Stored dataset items
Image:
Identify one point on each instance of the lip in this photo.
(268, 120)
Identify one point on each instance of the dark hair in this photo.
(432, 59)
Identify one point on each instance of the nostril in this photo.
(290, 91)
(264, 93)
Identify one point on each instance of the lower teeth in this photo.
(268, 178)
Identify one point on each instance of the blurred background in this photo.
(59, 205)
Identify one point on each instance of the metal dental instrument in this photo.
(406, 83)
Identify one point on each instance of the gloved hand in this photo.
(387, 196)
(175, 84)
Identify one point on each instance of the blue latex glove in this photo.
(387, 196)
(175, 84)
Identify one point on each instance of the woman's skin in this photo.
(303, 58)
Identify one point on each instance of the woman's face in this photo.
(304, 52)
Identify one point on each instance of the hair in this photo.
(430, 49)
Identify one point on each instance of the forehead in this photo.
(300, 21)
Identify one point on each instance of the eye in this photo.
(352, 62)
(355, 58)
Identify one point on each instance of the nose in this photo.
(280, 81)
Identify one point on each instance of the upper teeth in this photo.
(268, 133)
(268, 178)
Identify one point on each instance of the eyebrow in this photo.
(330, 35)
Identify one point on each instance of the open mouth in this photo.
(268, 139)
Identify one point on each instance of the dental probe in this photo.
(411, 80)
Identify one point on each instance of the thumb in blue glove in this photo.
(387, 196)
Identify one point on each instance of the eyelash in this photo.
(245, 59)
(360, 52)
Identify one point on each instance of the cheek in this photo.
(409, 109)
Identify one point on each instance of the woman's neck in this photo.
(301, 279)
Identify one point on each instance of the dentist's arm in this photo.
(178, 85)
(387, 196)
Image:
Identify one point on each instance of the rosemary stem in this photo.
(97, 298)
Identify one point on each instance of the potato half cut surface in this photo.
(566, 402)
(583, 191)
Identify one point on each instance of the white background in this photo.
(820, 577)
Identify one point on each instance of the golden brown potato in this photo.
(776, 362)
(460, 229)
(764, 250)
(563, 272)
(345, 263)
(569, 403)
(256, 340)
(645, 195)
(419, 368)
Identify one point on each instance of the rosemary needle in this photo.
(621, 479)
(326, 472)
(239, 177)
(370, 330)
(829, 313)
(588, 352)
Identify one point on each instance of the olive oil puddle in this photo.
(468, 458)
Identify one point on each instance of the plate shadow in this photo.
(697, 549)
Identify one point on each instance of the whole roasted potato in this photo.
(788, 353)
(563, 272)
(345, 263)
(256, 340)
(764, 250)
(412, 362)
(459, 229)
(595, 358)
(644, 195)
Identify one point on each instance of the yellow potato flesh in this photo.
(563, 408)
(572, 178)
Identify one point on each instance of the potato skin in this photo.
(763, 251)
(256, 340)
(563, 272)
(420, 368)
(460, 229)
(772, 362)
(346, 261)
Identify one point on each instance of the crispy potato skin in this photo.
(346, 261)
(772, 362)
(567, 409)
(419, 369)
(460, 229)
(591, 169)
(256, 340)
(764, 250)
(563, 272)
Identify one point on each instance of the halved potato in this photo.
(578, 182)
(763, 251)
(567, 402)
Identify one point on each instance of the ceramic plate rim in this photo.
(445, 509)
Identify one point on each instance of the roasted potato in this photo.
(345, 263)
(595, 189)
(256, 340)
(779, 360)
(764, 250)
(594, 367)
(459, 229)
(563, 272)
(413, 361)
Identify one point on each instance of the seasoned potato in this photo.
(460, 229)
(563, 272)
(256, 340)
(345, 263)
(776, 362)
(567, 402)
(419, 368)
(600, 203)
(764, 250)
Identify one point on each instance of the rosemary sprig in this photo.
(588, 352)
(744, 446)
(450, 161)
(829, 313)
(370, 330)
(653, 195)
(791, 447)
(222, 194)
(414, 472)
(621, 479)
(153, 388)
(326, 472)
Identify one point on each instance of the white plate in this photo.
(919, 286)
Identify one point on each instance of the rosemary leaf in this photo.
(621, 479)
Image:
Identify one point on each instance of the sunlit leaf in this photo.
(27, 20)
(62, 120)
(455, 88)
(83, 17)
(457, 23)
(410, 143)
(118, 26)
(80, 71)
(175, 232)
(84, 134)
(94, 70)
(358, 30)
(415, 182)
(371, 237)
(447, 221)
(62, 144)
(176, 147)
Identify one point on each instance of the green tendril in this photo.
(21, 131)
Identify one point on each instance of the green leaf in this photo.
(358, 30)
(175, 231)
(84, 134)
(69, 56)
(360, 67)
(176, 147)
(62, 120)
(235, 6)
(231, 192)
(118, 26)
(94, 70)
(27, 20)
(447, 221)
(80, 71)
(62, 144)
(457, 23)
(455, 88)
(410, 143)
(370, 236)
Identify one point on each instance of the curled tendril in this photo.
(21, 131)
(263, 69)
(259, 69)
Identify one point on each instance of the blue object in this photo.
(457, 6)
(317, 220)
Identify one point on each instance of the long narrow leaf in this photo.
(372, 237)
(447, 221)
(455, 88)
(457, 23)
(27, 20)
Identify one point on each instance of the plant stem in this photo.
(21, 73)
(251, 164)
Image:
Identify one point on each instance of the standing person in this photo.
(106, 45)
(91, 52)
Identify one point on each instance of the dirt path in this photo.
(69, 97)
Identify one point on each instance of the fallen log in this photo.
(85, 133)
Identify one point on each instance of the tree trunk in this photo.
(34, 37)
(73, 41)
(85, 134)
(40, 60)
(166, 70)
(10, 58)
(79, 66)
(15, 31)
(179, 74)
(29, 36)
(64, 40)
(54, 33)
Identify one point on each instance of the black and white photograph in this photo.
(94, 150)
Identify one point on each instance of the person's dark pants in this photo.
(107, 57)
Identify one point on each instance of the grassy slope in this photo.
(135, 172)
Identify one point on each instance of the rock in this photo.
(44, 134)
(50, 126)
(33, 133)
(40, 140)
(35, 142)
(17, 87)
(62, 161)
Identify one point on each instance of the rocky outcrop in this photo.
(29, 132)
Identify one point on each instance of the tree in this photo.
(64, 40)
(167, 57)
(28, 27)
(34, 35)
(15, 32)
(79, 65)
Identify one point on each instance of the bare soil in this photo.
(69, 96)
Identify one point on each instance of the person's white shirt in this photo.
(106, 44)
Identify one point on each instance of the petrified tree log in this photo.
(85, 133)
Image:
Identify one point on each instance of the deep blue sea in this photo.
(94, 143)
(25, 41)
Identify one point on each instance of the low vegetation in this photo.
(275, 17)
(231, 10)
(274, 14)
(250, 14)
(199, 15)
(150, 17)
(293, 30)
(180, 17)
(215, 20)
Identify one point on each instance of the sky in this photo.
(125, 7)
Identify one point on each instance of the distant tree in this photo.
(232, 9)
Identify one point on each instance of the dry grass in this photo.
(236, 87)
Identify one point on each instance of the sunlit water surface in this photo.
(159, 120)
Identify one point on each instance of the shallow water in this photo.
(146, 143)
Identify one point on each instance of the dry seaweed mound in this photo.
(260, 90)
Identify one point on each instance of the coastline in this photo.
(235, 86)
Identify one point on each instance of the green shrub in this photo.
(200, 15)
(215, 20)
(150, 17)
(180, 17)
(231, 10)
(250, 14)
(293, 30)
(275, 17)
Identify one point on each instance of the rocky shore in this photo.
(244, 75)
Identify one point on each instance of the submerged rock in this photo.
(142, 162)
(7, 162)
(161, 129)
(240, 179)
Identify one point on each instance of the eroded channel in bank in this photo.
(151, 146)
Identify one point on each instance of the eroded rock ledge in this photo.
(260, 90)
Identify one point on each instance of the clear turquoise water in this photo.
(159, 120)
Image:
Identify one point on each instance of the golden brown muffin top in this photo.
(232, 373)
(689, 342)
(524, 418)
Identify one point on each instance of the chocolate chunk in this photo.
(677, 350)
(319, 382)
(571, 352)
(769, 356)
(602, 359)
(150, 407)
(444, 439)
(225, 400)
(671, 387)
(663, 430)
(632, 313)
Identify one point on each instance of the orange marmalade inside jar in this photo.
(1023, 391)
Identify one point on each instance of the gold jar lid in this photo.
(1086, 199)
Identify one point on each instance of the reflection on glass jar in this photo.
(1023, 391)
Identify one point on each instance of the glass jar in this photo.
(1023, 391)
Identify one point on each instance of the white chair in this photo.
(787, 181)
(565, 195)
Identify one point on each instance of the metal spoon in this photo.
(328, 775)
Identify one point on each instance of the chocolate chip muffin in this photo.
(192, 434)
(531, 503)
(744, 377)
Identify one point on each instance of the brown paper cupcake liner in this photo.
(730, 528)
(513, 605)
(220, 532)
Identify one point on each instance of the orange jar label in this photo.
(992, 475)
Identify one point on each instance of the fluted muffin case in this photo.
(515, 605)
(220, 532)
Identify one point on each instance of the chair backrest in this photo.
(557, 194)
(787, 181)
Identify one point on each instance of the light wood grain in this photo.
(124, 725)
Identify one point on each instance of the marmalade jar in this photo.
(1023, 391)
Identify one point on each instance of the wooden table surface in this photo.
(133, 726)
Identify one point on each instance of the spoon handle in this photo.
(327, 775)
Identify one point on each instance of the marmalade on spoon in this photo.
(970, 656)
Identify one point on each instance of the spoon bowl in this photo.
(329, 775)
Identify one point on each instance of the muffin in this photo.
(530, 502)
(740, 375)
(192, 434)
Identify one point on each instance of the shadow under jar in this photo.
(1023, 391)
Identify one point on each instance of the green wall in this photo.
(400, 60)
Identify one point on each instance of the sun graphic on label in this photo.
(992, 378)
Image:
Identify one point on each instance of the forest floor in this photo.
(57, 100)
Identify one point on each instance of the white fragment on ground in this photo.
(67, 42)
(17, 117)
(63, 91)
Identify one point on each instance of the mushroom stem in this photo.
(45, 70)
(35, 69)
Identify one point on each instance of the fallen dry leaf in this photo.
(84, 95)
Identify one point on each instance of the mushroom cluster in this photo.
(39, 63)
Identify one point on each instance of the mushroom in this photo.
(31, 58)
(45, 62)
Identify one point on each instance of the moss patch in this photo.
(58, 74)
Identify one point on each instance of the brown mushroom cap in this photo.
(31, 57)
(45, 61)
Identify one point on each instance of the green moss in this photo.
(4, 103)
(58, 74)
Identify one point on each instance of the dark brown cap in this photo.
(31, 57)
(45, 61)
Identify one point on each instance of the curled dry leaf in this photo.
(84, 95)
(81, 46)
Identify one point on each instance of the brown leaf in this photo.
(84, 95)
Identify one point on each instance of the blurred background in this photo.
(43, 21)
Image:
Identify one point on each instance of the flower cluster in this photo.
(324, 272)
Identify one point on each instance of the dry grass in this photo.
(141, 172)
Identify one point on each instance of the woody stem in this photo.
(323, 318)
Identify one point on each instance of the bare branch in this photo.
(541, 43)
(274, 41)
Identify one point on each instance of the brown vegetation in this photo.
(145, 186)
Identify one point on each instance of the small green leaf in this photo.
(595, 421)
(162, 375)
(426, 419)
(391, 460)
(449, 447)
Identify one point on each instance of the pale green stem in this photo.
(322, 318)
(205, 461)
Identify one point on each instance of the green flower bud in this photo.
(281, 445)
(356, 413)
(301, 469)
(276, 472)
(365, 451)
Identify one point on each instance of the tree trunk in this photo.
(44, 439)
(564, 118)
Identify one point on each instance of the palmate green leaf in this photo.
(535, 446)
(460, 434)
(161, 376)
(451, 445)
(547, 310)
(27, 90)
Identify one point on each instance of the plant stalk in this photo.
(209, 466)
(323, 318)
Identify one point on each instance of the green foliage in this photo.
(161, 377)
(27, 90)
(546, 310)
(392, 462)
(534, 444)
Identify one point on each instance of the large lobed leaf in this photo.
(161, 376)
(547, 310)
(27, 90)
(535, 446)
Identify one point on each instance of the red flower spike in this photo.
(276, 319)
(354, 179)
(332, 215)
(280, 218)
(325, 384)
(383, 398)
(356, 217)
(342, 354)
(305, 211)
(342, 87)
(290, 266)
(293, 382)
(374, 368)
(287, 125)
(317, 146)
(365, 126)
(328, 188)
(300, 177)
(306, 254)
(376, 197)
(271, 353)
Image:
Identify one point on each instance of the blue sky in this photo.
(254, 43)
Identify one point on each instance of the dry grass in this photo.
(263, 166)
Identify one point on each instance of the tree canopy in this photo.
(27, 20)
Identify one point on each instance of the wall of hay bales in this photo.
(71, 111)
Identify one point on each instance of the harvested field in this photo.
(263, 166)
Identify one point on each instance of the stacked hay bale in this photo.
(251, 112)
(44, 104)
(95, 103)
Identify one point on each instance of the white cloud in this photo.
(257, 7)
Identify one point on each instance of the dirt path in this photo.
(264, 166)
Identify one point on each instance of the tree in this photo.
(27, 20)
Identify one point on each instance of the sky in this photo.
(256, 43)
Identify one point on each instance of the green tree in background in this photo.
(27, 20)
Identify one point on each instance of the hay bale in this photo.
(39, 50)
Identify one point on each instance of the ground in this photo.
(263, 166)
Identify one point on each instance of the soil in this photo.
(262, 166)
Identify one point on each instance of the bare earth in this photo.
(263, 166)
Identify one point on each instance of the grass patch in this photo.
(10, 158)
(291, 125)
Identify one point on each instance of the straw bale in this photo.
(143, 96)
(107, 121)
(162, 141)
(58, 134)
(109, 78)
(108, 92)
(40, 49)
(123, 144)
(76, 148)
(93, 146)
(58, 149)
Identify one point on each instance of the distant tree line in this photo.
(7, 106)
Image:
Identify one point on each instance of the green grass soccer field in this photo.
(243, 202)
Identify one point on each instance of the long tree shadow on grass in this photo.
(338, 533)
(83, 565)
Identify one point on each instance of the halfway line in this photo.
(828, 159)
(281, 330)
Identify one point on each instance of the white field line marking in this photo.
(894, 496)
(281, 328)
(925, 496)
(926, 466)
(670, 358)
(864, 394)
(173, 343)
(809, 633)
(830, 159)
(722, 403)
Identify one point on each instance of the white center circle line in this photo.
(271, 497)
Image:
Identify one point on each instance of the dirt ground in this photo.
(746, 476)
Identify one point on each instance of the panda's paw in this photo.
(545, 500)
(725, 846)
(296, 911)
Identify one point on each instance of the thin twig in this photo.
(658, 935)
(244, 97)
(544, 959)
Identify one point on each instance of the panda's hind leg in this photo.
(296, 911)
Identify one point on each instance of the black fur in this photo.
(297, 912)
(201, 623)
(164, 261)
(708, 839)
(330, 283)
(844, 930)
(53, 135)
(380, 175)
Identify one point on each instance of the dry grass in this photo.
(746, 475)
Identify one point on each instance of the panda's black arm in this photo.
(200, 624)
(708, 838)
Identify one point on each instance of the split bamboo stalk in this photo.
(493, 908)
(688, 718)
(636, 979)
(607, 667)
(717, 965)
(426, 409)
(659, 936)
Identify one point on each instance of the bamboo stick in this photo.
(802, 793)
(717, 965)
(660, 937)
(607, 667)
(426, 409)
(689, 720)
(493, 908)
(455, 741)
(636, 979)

**SET EXERCISE**. Everything from the line containing "Identify one point on each instance of the hay" through the last line of the records must be given again exactly; leave out all other lines.

**FINISHED EXERCISE**.
Identify one point on each instance of the hay bale in this photo.
(39, 50)
Identify one point on each instance of the ground in this photo.
(263, 166)
Identify one point on each instance of the soil in this photo.
(262, 166)
Identify one point on each instance of the bare earth in this photo.
(263, 166)
Identify one point on each instance of the grass patch in this photo.
(10, 158)
(291, 125)
Identify one point on each instance of the straw bale in this photo.
(143, 96)
(107, 121)
(162, 141)
(58, 134)
(109, 78)
(108, 92)
(40, 49)
(123, 144)
(76, 148)
(93, 146)
(58, 149)
Identify one point on each instance of the distant tree line in this photo.
(7, 106)
Image:
Identify one point on each instance of the green grass soccer field in this photo.
(243, 202)
Identify one point on each instance of the long tree shadow on grass in this photo.
(338, 533)
(83, 565)
Identify one point on each instance of the halfway line in this photo.
(828, 159)
(281, 330)
Identify one point on each instance of the white field line marking in this photo.
(894, 496)
(281, 328)
(925, 496)
(926, 466)
(670, 358)
(864, 394)
(173, 343)
(809, 633)
(830, 159)
(722, 403)
Identify one point on each instance of the white center circle line in this photo.
(271, 497)
Image:
Identify one point on each instance of the dirt ground in this photo.
(746, 476)
Identify one point on each instance of the panda's paw in this photo.
(545, 500)
(725, 846)
(296, 911)
Identify one point on each instance of the thin twig in this photo.
(658, 935)
(244, 97)
(544, 959)
Identify one point on each instance of the panda's hind leg in this photo.
(296, 911)
Identify one point on each instance of the black fur in this photo.
(297, 912)
(201, 623)
(164, 261)
(708, 839)
(330, 283)
(844, 930)
(53, 135)
(380, 175)
Identify one point on each instance of the dry grass in this photo.
(746, 475)
Identify one point on each instance of the panda's black arm in this photo.
(200, 624)
(708, 838)
Identify one point on each instance of the split bamboo stalk in this photo.
(493, 908)
(688, 718)
(636, 979)
(607, 667)
(717, 965)
(426, 409)
(659, 936)
Identify one point on each instance of the bamboo stick in this photo.
(802, 793)
(717, 965)
(660, 937)
(607, 667)
(426, 409)
(689, 720)
(493, 908)
(455, 741)
(636, 979)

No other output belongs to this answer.